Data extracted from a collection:
[Start of section]

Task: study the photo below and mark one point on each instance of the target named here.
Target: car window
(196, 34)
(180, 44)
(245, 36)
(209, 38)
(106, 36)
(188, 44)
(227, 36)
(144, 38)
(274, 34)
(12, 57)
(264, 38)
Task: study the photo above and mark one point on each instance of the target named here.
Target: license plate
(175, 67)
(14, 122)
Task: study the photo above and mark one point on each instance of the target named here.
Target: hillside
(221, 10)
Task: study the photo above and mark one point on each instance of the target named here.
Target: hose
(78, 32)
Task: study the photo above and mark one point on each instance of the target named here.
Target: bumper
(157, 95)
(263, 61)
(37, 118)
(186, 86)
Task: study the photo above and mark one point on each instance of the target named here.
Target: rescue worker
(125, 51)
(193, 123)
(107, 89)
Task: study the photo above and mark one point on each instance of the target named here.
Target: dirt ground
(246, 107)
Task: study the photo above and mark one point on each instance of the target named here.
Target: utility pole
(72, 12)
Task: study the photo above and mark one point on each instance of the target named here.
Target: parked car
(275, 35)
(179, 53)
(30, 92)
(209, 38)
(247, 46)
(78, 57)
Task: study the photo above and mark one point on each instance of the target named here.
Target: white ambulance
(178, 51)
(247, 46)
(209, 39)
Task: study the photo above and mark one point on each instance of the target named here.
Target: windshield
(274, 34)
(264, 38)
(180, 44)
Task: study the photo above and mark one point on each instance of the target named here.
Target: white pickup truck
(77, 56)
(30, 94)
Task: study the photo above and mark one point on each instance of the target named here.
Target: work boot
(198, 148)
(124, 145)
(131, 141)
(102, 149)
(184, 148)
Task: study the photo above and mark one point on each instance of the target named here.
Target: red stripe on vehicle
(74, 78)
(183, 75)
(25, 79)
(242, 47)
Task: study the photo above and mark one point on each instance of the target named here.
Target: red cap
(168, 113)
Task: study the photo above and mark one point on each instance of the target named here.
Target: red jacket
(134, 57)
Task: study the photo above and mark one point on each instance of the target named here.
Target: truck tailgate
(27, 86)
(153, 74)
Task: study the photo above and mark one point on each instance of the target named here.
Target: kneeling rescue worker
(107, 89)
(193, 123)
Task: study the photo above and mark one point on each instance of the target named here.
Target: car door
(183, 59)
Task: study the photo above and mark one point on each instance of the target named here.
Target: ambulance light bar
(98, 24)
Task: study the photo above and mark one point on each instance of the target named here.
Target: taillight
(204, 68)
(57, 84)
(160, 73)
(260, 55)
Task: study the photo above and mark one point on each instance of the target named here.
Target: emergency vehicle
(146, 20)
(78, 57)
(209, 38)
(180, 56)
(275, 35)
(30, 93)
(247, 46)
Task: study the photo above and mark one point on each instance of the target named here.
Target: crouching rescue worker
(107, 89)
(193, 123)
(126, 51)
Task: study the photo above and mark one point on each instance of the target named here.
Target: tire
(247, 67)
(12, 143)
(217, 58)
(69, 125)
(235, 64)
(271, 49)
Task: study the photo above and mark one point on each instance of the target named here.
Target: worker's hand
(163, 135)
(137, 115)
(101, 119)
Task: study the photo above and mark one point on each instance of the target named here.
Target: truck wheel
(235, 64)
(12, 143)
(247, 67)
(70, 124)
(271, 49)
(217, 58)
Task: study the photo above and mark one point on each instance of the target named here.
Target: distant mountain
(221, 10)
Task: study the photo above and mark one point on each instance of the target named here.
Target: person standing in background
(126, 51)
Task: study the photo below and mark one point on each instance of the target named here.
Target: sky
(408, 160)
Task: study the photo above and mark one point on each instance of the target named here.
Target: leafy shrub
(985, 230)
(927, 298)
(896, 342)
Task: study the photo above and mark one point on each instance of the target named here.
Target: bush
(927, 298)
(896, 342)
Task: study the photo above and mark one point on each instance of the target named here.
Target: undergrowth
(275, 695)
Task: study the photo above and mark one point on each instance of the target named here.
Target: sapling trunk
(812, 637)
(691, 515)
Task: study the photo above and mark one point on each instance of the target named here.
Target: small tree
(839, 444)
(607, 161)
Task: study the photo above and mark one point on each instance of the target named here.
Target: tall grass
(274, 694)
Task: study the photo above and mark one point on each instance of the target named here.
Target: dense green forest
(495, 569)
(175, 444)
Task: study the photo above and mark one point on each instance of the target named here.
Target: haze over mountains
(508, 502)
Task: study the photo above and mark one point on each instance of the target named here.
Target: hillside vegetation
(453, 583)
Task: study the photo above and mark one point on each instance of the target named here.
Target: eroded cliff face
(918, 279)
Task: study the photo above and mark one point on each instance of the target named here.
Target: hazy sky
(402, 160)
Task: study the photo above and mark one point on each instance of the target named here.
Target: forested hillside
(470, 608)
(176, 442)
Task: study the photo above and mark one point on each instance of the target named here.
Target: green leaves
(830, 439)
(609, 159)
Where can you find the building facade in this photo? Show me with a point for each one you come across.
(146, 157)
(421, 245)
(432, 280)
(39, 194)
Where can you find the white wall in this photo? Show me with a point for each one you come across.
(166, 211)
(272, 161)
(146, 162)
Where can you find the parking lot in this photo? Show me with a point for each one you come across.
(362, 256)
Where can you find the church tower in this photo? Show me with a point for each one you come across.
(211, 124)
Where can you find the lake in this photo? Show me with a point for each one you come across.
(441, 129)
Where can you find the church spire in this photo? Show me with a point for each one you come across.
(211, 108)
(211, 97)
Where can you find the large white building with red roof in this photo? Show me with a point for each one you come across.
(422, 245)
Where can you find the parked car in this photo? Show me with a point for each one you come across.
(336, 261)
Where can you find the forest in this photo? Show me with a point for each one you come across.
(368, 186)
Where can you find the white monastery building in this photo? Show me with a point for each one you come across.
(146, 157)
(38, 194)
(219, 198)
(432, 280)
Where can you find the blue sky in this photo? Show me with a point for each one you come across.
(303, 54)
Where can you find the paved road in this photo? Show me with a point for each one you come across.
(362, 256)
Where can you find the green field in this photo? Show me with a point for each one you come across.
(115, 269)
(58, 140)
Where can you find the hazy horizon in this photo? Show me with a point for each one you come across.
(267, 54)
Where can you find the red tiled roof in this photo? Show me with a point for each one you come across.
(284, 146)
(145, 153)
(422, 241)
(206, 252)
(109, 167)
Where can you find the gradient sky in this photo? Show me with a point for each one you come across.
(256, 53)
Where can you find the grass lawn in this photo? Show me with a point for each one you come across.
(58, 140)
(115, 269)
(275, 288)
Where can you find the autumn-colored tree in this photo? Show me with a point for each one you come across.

[End of section]

● WORK INSTRUCTIONS: Print the records once more, exactly as written.

● TASK OUTPUT:
Task: study the photo below and mark one point on each instance of the target named here.
Target: car window
(196, 34)
(180, 44)
(245, 36)
(209, 38)
(106, 36)
(188, 44)
(227, 36)
(144, 38)
(274, 34)
(12, 57)
(264, 38)
Task: study the photo above and mark one point on each instance of the target named here.
Target: license plate
(175, 67)
(14, 122)
Task: study the photo above and mark one point on each instance of the target named here.
Target: hillside
(221, 10)
Task: study the photo above and mark one point on each instance of the target named here.
Target: hose
(78, 32)
Task: study the photo above and mark one point on each instance of the target named here.
Target: bumper
(157, 95)
(263, 61)
(37, 118)
(186, 86)
Task: study the photo above and mark one point on each instance of the target named here.
Target: rescue worker
(125, 51)
(193, 123)
(107, 89)
Task: study the photo above and mark one point on each instance of the target named here.
Target: dirt ground
(246, 107)
Task: study the photo above and mark one point on each instance of the target named here.
Target: utility pole
(72, 12)
Task: study the photo above and mark one point on each instance of the target named here.
Target: parked car
(275, 35)
(179, 53)
(30, 92)
(209, 38)
(247, 46)
(78, 57)
Task: study the photo above and mark one point on each instance of the target named here.
Target: white ambulance
(178, 51)
(247, 46)
(209, 39)
Task: study the photo above and mark one point on each instance of the target named here.
Target: windshield
(274, 34)
(264, 38)
(180, 44)
Task: study the photo above and mark one point on each instance of the target named here.
Target: white pickup truck
(77, 56)
(30, 94)
Task: study the photo above and mark one point on each instance of the target named here.
Target: work boot
(198, 148)
(124, 145)
(131, 141)
(102, 149)
(184, 148)
Task: study the photo above and mark one point on each instance of the target named here.
Target: red stripe on vehicle
(74, 78)
(183, 75)
(25, 79)
(242, 47)
Task: study the photo above and mark one point on each instance of the target named here.
Target: red cap
(168, 113)
Task: study the photo above and mark one point on each instance of the target named here.
Target: red jacket
(134, 57)
Task: study the photo above and mark one point on each instance of the target named here.
Target: truck tailgate
(27, 86)
(153, 74)
Task: study the photo above and mark one point on each instance of the target named here.
Target: kneeling rescue worker
(107, 89)
(193, 123)
Task: study the photo above and mark one point on each instance of the target named here.
Target: car door
(183, 59)
Task: study the photo above and mark one point on each instance of the target named here.
Target: ambulance light bar
(98, 24)
Task: study the photo above and mark one point on each instance of the target named here.
Target: taillight
(204, 68)
(57, 84)
(160, 73)
(260, 55)
Task: study the photo above and mark one point on each instance of the target named here.
Target: emergency vehicle
(146, 20)
(78, 57)
(209, 38)
(180, 56)
(275, 35)
(30, 93)
(247, 46)
Task: study the photo above and mark one point on each instance of the target named here.
Target: crouching rescue worker
(107, 89)
(193, 123)
(126, 51)
Task: study the photo above and mark one point on each instance of the target named here.
Target: tire
(247, 67)
(12, 143)
(217, 58)
(69, 125)
(235, 64)
(271, 49)
Task: study the photo above and mark one point on each instance of the target named here.
Target: worker's hand
(163, 135)
(137, 115)
(101, 119)
Task: study the photo above and mark one point on each instance of the target named here.
Target: truck wheel
(235, 64)
(12, 143)
(247, 67)
(70, 124)
(271, 49)
(217, 58)
Task: study the photo above and mark one point on each instance of the target named here.
Target: distant mountain
(221, 10)
Task: study the photo above and mark one point on each instance of the target named here.
Target: person standing in background
(126, 51)
Task: study the photo below and mark one point on each instance of the target named here.
Target: sky
(408, 160)
Task: study the photo above and mark one point on each instance of the target named here.
Target: leafy shrub
(985, 230)
(927, 298)
(896, 342)
Task: study the photo above and mark one point on each instance of the target named here.
Target: bush
(927, 298)
(896, 342)
Task: study the photo above and mark one point on each instance of the target named here.
Target: undergrowth
(275, 695)
Task: study the photo above and mark one point on each instance of the target named here.
Target: sapling trunk
(812, 637)
(691, 515)
Task: study the photo above and mark one point on each instance of the target named here.
Target: small tree
(839, 444)
(607, 161)
Task: study the photo above and mark one point on each instance of the target named here.
Target: tall grass
(274, 694)
Task: study the photo above and mark one point on each instance of the target named here.
Target: dense green forest
(495, 569)
(175, 444)
Task: study the photo above and mark one point on each instance of the target named here.
Target: haze over mountains
(508, 502)
Task: study the photo above and mark one point on each instance of the target named here.
Target: hillside vegetation
(453, 583)
Task: study the photo above and mark one point on each instance of the target named here.
Target: eroded cliff face
(918, 279)
Task: study the photo above and mark one point on each instance of the target named here.
Target: hazy sky
(402, 160)
Task: study the photo above and mark one point on each instance of the target named here.
Target: forested hillside
(470, 608)
(176, 442)
Task: study the photo above and mark one point on each instance of the target named here.
Target: green leaves
(830, 439)
(609, 159)
Where can you find the building facade in this photo? Show me with a point for each one you come across.
(146, 157)
(421, 245)
(432, 280)
(39, 194)
Where can you find the white wall in this photo? Show me with a point for each one you come across.
(166, 211)
(272, 161)
(146, 162)
Where can you find the parking lot in this photo? Show me with a point for each one you come across.
(362, 256)
Where can you find the church tower in this photo? Show me with a point for each one you come across.
(211, 124)
Where can you find the lake in this photo? Show me with a point for each one you come across.
(441, 129)
Where can you find the church spire in this photo? Show me with a point for each one you come across.
(211, 108)
(211, 97)
Where can you find the large white building with red roof in this photo? Show me with a point for each one you come across.
(422, 245)
Where can you find the parked car in this photo? Show me with a point for each one you come across.
(336, 261)
Where can you find the forest in this photo? Show me with a point for each one you come across.
(368, 186)
Where can you find the white monastery building in this photo? Show me with a point for each one you come across.
(146, 157)
(38, 194)
(219, 198)
(432, 280)
Where can you find the blue sky in this photo? Show me with a point for each one you come across.
(303, 54)
Where can you find the paved road in this photo? Show me with a point for each one you come across.
(362, 256)
Where can you find the green field in this photo? Show me with a point for each one you come across.
(115, 269)
(58, 140)
Where can you find the hazy horizon in this photo? Show me with a point for each one you come across.
(267, 54)
Where can you find the red tiled roof in this photo? Show me with a point for each one you come across.
(284, 146)
(145, 153)
(422, 241)
(206, 252)
(109, 167)
Where can you find the gradient sky in this photo? Show me with a point for each one you come across.
(256, 53)
Where can you find the grass lawn in this photo? Show me with a point for each one you come across.
(58, 140)
(115, 269)
(275, 288)
Where can you find the autumn-colored tree in this photo? Show me with a point for each one you come across.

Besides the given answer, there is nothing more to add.